**Lesetext:**

Inzwischen sind wir beim Vino "Ciro" angelangt und beschließen die Pläne für den Rest des Tages: in Kleingruppen wollen wir uns teilweise auf den Weg hinauf nach Pietrapaola machen; die Mädchen wollen lieber unten am Strand bleiben und sich sonnen. Zurück in der Wohnung werden nun die für ein Picknick erforderlichen Dinge zusammengepackt. Jan, Valle und Christoph lassen es sich nicht nehmen, zwischendurch schnell ein erstes Bad im Meer zu nehmen (sie behaupten steif und fest, das Wasser wäre überhaupt nicht kalt...). Valle läßt es sich nicht nehmen, sogar mit dem Kopf im Salzwasser unterzutauchen.

Na ja, ein wenig kalt wird es schon gewesen sein...

Marianne und Martin haben sich als erste Gruppe schon mal auf den Weg gemacht. Flobe und Flobö folgen kurz darauf und sind auf den ersten Kilometern immer so etwa 500 Meter hinter M&M, ehe den beiden diese Verfolgung zu dumm wird, und sie versteckt hinter einem Gebüsch die beiden Florians eiligen Schrittes vorbeiziehen lassen. Später trifft man dann wieder aufeinander, als die beiden Jungen eine Mittagsrast eingelegt haben.

Die Straße ist leider kaum befahren; so ist nichts mit Trampen! 12 Kilometer sind es laut Karte; dies ist aber nur eine Seite der Medaille: zusätzlich müssen wir einige Höhenmeter überwinden, den Pietrapaola liegt auf 375 m Höhe schon mitten im Küstengebirge. Die letzten vier Kilometer der Straße lassen einen auf der Karte eher an einen Dünndarm denken: Kurve um Kurve - das können nur Serpentinen sein.

**Schriftliche Aufgabe 1:**
Beantworte anhand des Reiseberichts:
(a) Wer will lieber unten am Strand bleiben und sich sonnen?
(b) Wer macht sich als erste Gruppe auf den Weg?
(c) Auf welcher Höhe liegt Pietrapaola?

**Einträge:**
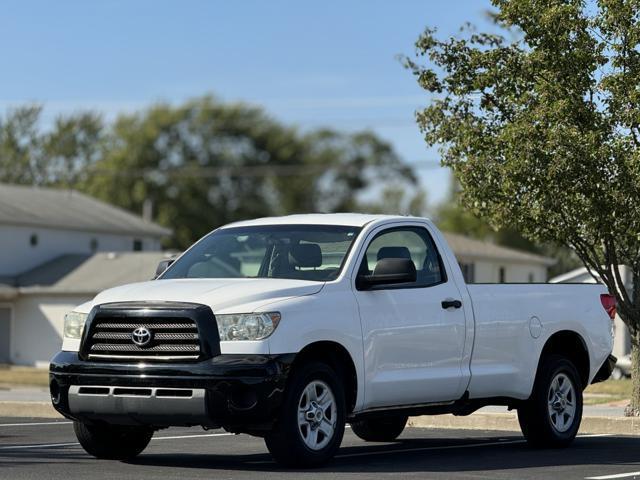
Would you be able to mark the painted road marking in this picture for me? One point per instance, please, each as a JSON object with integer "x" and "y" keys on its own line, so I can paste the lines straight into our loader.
{"x": 617, "y": 475}
{"x": 33, "y": 424}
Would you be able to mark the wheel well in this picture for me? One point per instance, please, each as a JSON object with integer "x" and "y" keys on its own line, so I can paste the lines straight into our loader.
{"x": 571, "y": 345}
{"x": 338, "y": 358}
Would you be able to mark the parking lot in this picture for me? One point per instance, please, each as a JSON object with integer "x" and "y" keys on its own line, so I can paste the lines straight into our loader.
{"x": 37, "y": 449}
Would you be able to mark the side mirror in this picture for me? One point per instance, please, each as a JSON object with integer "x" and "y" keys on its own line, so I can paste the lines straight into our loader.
{"x": 162, "y": 266}
{"x": 389, "y": 271}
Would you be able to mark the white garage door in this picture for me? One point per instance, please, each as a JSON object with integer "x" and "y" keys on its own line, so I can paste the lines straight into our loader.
{"x": 5, "y": 334}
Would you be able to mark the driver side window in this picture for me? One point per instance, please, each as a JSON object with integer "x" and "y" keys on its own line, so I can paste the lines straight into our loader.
{"x": 413, "y": 243}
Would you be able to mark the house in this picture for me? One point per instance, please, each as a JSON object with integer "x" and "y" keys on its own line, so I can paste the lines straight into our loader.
{"x": 485, "y": 262}
{"x": 622, "y": 339}
{"x": 46, "y": 235}
{"x": 40, "y": 224}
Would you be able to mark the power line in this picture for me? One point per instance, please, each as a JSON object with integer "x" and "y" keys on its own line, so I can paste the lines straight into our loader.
{"x": 252, "y": 171}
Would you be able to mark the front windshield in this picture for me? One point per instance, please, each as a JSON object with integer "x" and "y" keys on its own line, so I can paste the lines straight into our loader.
{"x": 303, "y": 252}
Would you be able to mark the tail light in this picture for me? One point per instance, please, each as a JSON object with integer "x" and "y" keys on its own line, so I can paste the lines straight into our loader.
{"x": 609, "y": 304}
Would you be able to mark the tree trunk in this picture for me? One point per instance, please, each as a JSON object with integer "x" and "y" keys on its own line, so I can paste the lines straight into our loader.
{"x": 633, "y": 410}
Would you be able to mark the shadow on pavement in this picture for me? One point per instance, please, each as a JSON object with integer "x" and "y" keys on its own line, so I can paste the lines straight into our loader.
{"x": 429, "y": 455}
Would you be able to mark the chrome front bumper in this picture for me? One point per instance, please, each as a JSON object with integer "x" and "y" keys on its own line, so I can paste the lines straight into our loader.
{"x": 158, "y": 405}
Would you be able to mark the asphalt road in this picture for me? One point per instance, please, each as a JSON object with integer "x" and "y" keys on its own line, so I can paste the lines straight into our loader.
{"x": 43, "y": 449}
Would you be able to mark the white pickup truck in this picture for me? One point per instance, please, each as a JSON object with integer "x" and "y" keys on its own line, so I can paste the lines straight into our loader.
{"x": 288, "y": 328}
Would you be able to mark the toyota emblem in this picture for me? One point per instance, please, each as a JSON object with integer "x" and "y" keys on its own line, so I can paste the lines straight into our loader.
{"x": 142, "y": 337}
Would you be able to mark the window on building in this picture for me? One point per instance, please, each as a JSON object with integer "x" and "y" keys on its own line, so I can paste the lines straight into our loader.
{"x": 468, "y": 272}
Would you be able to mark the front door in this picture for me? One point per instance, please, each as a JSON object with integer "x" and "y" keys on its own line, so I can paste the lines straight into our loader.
{"x": 413, "y": 344}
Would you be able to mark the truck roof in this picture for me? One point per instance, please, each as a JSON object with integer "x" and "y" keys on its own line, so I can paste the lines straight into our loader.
{"x": 346, "y": 219}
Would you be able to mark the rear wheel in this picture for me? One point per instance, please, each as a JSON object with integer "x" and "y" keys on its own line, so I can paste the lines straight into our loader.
{"x": 112, "y": 442}
{"x": 380, "y": 429}
{"x": 310, "y": 427}
{"x": 551, "y": 417}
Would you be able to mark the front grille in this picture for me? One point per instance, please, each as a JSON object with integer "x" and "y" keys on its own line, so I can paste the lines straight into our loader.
{"x": 170, "y": 339}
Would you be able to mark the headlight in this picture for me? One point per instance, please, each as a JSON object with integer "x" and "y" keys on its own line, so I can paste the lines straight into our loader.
{"x": 247, "y": 326}
{"x": 73, "y": 324}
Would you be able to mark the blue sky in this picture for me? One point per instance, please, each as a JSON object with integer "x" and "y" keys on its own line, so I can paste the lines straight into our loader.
{"x": 323, "y": 63}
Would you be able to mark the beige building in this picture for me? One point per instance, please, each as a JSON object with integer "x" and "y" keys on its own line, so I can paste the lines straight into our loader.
{"x": 48, "y": 238}
{"x": 485, "y": 262}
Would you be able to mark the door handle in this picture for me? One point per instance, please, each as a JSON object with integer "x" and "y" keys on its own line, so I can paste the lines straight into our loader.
{"x": 448, "y": 303}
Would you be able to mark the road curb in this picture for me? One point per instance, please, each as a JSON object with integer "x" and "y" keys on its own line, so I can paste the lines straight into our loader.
{"x": 28, "y": 409}
{"x": 509, "y": 422}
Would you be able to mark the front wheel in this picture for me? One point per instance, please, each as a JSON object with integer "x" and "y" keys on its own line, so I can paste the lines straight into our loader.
{"x": 310, "y": 427}
{"x": 551, "y": 417}
{"x": 112, "y": 442}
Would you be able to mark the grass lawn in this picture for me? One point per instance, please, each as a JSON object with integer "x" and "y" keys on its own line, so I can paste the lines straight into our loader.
{"x": 11, "y": 376}
{"x": 607, "y": 392}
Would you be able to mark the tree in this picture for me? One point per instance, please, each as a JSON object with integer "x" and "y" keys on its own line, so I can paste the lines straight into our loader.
{"x": 541, "y": 126}
{"x": 207, "y": 163}
{"x": 452, "y": 216}
{"x": 58, "y": 156}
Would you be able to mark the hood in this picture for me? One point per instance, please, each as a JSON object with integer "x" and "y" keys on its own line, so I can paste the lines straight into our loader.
{"x": 223, "y": 295}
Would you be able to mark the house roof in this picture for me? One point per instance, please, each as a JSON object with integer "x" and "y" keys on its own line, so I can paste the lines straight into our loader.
{"x": 68, "y": 209}
{"x": 477, "y": 249}
{"x": 91, "y": 274}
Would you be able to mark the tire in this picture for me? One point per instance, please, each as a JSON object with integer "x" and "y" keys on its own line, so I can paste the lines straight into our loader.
{"x": 549, "y": 420}
{"x": 310, "y": 427}
{"x": 380, "y": 429}
{"x": 112, "y": 442}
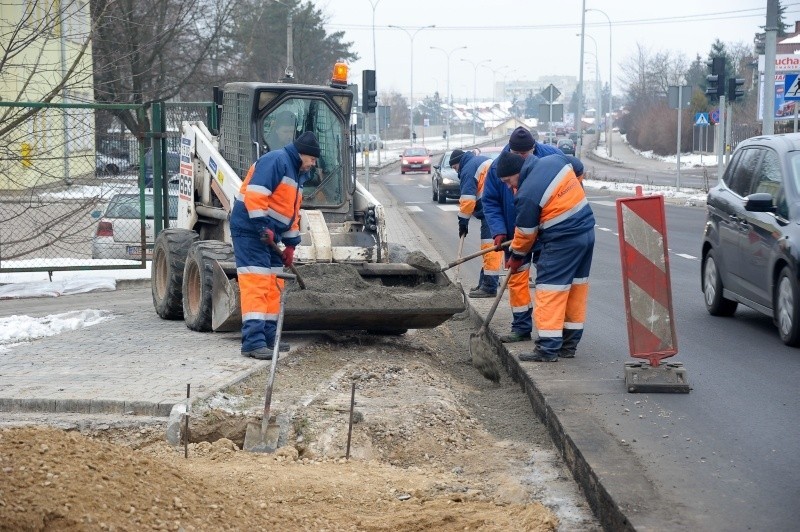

**Schriftliche Aufgabe 2:** Sammle alle Zeilen der Liste, in denen die Zeichenfolge "asphalt" vorkommt. Groß- und Kleinschreibung ist dabei zu beachten.

**Erwartete Antwort 1:**
(a) Die Mädchen.
(b) Marianne und Martin.
(c) Auf 375 m Höhe.

**Erwartete Antwort 2:**
Would you be able to mark the asphalt road in this picture for me? One point per instance, please, each as a JSON object with integer "x" and "y" keys on its own line, so I can paste the lines straight into our loader.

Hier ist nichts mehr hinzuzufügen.